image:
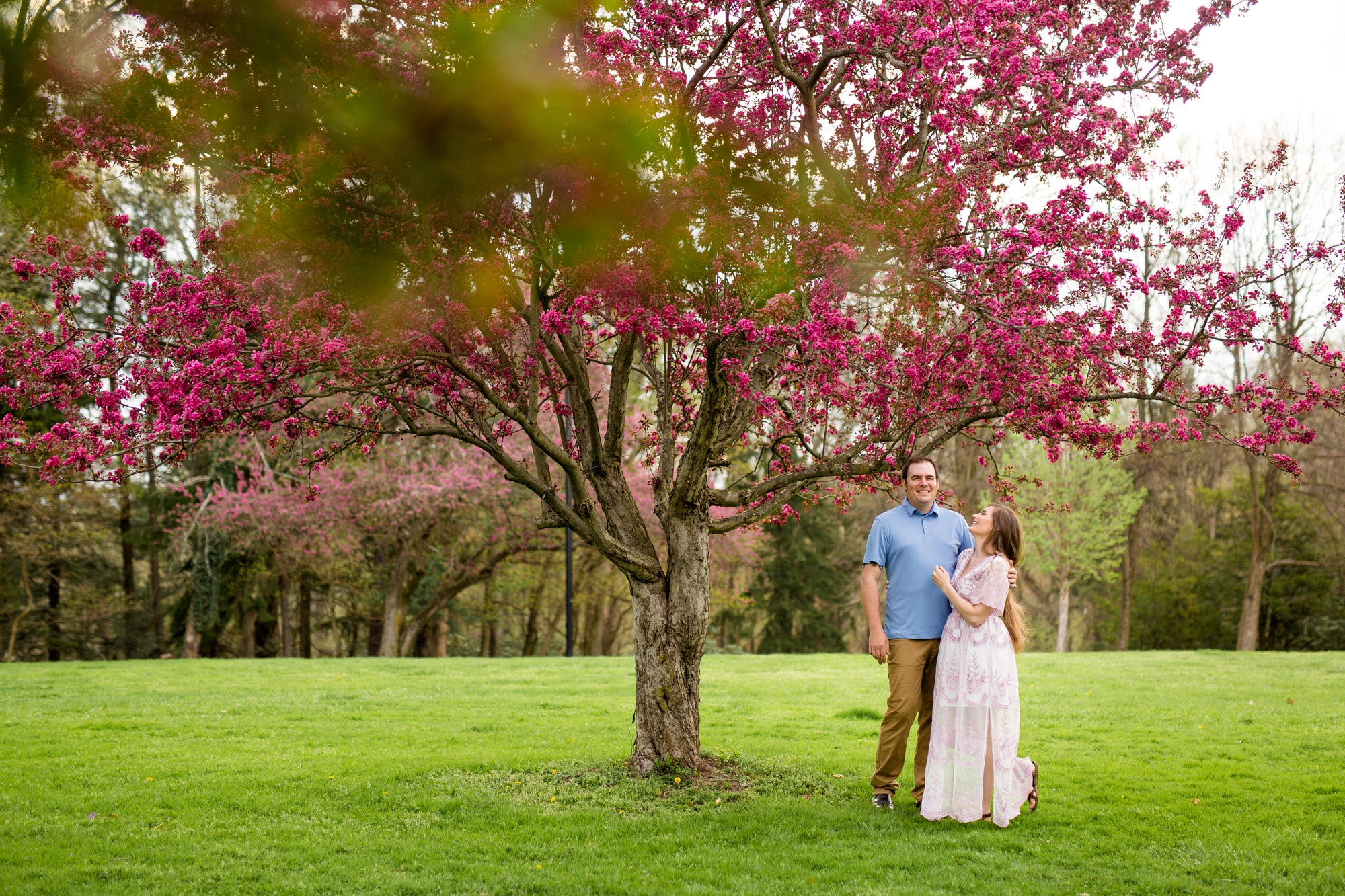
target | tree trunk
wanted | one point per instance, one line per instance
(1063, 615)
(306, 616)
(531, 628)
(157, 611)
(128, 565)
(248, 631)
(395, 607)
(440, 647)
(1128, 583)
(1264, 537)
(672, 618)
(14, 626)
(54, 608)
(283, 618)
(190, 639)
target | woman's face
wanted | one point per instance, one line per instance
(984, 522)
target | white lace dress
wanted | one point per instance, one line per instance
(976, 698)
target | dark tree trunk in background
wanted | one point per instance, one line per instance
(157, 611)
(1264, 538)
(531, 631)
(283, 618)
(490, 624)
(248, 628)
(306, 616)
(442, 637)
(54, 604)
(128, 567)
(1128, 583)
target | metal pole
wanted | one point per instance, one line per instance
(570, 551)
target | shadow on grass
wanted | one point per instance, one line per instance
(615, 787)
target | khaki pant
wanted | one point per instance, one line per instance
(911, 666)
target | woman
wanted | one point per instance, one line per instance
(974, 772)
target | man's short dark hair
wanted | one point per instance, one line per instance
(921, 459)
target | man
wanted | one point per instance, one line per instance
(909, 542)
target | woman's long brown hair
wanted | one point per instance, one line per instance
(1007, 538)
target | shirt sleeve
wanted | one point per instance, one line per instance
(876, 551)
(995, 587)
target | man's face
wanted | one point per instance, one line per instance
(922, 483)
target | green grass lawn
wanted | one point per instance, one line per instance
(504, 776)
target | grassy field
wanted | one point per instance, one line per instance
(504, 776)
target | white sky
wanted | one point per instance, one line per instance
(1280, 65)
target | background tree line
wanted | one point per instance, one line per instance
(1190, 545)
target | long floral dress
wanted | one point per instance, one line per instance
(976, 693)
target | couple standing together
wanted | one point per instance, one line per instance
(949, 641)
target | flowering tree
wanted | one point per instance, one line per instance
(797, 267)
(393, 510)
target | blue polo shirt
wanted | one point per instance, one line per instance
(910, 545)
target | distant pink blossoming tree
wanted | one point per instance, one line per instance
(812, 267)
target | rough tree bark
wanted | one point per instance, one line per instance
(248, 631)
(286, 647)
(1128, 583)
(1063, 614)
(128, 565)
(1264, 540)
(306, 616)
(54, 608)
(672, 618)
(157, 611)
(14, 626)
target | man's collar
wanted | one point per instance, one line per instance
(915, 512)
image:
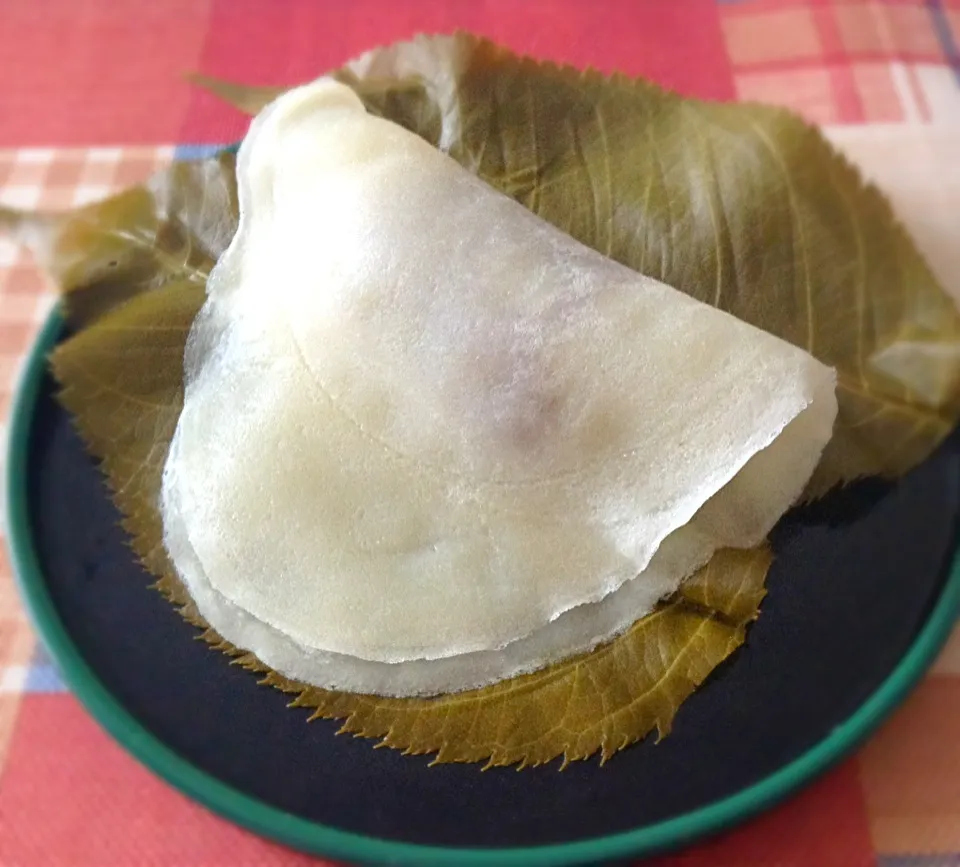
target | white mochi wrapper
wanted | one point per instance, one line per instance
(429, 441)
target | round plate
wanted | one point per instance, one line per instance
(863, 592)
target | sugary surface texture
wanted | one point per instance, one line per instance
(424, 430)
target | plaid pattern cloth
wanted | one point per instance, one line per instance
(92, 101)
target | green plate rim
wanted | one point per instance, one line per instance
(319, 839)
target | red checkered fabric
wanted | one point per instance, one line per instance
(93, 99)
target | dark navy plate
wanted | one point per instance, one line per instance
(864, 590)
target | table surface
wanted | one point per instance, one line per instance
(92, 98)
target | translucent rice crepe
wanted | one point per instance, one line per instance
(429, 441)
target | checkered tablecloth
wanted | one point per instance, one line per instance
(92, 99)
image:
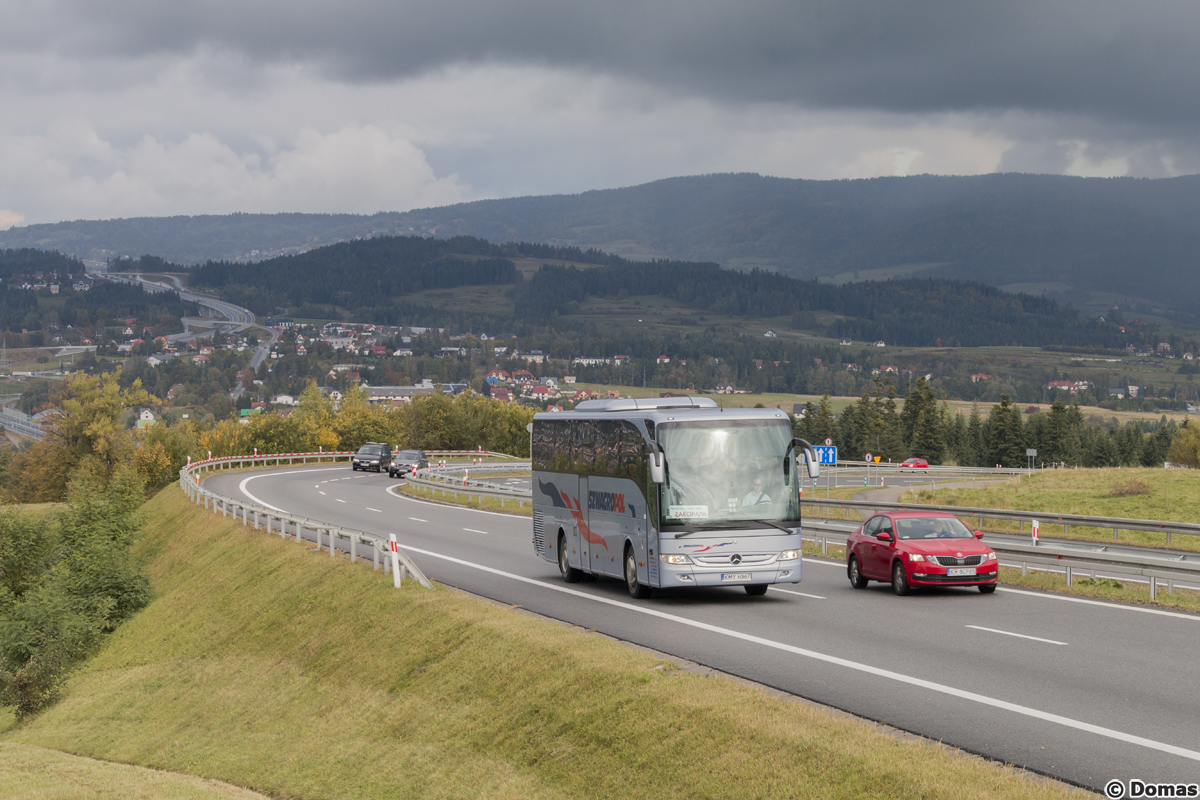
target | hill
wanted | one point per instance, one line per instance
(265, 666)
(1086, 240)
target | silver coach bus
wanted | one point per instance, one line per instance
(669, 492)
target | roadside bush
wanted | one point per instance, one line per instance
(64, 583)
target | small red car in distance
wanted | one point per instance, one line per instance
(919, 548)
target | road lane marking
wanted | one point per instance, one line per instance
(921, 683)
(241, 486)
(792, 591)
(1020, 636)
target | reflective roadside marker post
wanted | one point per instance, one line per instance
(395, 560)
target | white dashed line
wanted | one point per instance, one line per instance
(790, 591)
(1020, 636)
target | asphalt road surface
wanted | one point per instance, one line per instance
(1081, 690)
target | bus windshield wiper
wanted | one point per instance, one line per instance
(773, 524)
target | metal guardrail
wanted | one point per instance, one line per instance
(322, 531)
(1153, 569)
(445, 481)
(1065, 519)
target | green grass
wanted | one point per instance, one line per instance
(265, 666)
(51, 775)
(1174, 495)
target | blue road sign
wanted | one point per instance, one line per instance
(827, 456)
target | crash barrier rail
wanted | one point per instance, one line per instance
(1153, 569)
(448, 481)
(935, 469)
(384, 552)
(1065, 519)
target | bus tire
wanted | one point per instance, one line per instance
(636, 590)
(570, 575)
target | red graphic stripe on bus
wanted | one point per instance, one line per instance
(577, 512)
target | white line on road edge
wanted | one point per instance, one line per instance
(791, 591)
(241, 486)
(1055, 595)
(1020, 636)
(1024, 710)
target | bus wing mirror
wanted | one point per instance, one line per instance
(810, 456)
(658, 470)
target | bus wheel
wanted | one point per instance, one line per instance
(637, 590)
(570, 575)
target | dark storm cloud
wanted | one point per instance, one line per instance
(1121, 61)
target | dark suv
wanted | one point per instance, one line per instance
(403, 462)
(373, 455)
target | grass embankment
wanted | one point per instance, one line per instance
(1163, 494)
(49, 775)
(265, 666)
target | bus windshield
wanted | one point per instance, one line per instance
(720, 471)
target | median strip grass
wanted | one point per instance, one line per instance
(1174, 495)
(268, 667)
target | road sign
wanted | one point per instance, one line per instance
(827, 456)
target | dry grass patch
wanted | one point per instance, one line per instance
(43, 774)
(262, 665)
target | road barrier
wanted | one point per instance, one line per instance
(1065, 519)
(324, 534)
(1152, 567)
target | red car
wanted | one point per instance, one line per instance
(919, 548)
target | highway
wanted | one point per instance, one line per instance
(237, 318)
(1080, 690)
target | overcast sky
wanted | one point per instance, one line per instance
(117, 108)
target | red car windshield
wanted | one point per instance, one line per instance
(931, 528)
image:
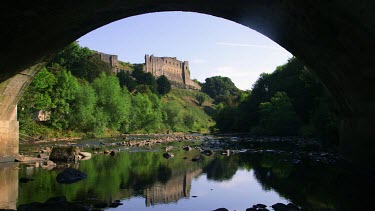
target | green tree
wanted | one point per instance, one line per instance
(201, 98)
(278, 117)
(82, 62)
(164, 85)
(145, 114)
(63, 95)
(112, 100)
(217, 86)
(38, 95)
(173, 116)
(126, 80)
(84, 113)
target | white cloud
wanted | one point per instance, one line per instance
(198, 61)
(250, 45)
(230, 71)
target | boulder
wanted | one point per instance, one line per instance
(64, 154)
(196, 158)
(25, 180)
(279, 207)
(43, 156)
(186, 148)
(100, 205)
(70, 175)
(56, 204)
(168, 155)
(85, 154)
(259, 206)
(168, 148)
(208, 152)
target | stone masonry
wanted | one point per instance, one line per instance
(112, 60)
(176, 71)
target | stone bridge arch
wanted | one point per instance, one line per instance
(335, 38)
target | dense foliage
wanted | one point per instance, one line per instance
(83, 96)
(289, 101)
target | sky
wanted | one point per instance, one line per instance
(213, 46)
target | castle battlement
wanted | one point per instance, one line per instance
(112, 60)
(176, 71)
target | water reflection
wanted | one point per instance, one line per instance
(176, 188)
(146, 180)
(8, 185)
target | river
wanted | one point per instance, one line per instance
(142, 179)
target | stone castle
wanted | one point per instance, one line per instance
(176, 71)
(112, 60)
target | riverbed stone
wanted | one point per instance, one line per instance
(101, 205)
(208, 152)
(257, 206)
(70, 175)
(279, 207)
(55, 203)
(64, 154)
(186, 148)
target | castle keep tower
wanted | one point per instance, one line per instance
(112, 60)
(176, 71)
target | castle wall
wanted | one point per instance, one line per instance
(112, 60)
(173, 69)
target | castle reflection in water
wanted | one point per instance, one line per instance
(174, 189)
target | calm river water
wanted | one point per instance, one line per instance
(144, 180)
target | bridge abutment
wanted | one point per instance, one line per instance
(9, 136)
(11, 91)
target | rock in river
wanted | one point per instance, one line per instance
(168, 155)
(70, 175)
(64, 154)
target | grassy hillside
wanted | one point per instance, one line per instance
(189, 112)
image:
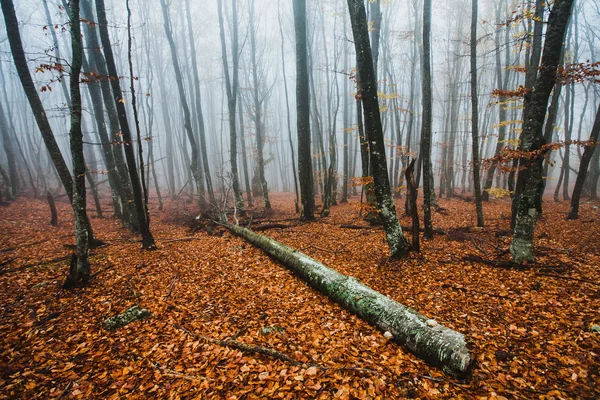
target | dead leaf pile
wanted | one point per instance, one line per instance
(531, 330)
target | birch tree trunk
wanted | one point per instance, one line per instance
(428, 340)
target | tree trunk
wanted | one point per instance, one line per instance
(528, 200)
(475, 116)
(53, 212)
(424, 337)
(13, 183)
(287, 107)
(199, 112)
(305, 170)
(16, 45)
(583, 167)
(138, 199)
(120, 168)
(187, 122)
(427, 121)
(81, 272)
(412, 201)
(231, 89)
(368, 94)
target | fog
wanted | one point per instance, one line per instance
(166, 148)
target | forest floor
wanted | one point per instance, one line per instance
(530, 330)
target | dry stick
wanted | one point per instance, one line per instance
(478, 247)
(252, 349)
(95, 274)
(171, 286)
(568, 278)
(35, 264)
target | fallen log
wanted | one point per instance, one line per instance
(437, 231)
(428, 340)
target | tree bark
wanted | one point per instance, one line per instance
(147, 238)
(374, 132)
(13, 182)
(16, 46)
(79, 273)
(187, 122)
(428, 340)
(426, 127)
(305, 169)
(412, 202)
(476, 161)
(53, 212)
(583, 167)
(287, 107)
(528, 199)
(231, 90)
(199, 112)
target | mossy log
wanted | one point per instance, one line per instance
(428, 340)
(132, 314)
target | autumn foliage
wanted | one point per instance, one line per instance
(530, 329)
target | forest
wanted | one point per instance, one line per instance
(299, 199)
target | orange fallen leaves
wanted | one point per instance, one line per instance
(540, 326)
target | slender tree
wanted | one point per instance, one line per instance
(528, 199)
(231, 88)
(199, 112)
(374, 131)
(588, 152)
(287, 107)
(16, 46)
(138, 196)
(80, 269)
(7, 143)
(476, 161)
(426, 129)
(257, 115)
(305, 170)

### TASK PROMPT
Repeat exactly, and only, the lines from the line containing "target | birch tree trunk" through the last line of the records above, both included.

### SOLUTION TO THIS PROBLEM
target | birch tree trunk
wanted | one point per instance, one line per instance
(428, 340)
target | tree trunk
wanted | one point per instance, one line per instance
(528, 200)
(475, 116)
(53, 212)
(424, 337)
(13, 183)
(287, 107)
(199, 112)
(305, 170)
(16, 45)
(583, 167)
(138, 199)
(120, 168)
(187, 122)
(427, 121)
(81, 272)
(412, 201)
(231, 89)
(368, 94)
target | fog
wanted | one point per instance, one line per instance
(166, 148)
target | forest floor
wanted | one point per instance, one line per instance
(530, 330)
target | dry stick
wanted | one point per instance, one line per instance
(478, 247)
(252, 349)
(95, 274)
(171, 286)
(568, 278)
(35, 264)
target | fallen log
wanted | one point per instance, one line per instance
(437, 231)
(428, 340)
target | tree bark
wanted | one point per instance, one line per instance
(147, 238)
(374, 132)
(13, 182)
(16, 46)
(79, 273)
(187, 122)
(428, 340)
(426, 127)
(305, 169)
(412, 202)
(476, 161)
(53, 212)
(583, 167)
(287, 107)
(528, 199)
(231, 90)
(199, 112)
target | mossy log
wanted | one point per instance, one line per instance
(428, 340)
(132, 314)
target | autumn foliage
wanted | one point per instance, one line per instance
(530, 329)
target | forest
wanted | one point per instance, one line per instance
(299, 199)
target | orange fallen leaves
wanted | one point per instance, one line per instance
(540, 326)
target | slender tree
wanted | one point per instance, one line per instance
(528, 199)
(231, 88)
(199, 112)
(374, 131)
(588, 152)
(287, 107)
(16, 46)
(138, 196)
(80, 269)
(7, 143)
(476, 161)
(426, 129)
(257, 115)
(305, 170)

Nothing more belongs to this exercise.